### Exercise aim
Make an exact transcription of the material, leaving out all images.
####
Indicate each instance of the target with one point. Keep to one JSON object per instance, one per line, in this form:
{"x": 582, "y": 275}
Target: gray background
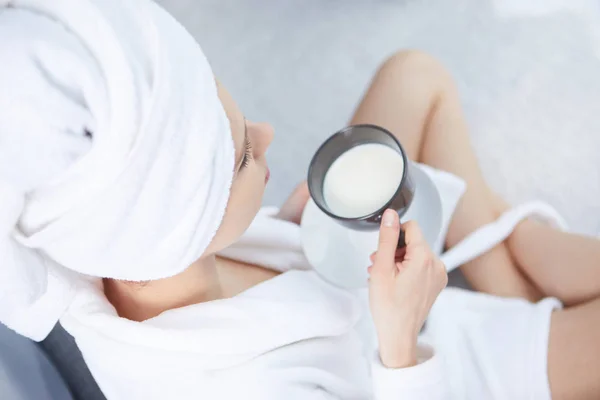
{"x": 530, "y": 86}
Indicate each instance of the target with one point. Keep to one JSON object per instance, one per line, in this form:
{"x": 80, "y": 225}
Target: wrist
{"x": 400, "y": 353}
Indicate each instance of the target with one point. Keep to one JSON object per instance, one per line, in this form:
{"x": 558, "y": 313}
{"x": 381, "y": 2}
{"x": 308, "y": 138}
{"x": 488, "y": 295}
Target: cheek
{"x": 244, "y": 202}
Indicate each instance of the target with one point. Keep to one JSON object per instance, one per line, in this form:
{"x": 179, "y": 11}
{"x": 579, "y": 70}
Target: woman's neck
{"x": 139, "y": 301}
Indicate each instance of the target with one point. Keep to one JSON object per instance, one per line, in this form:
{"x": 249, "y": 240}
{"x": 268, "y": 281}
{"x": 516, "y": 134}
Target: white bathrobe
{"x": 298, "y": 337}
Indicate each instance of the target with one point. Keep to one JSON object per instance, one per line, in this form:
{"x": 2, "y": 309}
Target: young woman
{"x": 149, "y": 163}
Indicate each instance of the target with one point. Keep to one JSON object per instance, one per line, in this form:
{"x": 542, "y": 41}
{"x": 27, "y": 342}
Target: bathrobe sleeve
{"x": 426, "y": 380}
####
### Response to this exercise
Indicate each instance of the target with one point. Keep to one JSON object per instance, one per line, in this form:
{"x": 582, "y": 275}
Target: gray background
{"x": 530, "y": 86}
Indicate each instance of the target with one point. Keep to one JSON object per instance, one per line, in this form:
{"x": 80, "y": 225}
Target: wrist
{"x": 400, "y": 353}
Indicate each instance of the target with one point. Keep to one JSON object per instance, one per line, in this form:
{"x": 558, "y": 313}
{"x": 381, "y": 2}
{"x": 308, "y": 138}
{"x": 488, "y": 295}
Target: cheek
{"x": 244, "y": 202}
Indicate each instance of the target with one point. Keep to one JSON object per instance, one per line, in this form:
{"x": 179, "y": 11}
{"x": 579, "y": 70}
Target: woman's neck
{"x": 139, "y": 301}
Indicate each instance of the target with one point. Keep to one JSON object per instance, one per line, in this form:
{"x": 249, "y": 240}
{"x": 268, "y": 281}
{"x": 516, "y": 134}
Target: white bathrobe
{"x": 298, "y": 337}
Indicate each instance of the target with one point. Keep to one JSON object per instance, one per line, in this form:
{"x": 2, "y": 309}
Target: young woman
{"x": 149, "y": 163}
Indicate each instance of the target with one point. Keep to one JSON object per instance, one per line, in this form:
{"x": 542, "y": 41}
{"x": 27, "y": 342}
Target: bathrobe sleeve
{"x": 426, "y": 380}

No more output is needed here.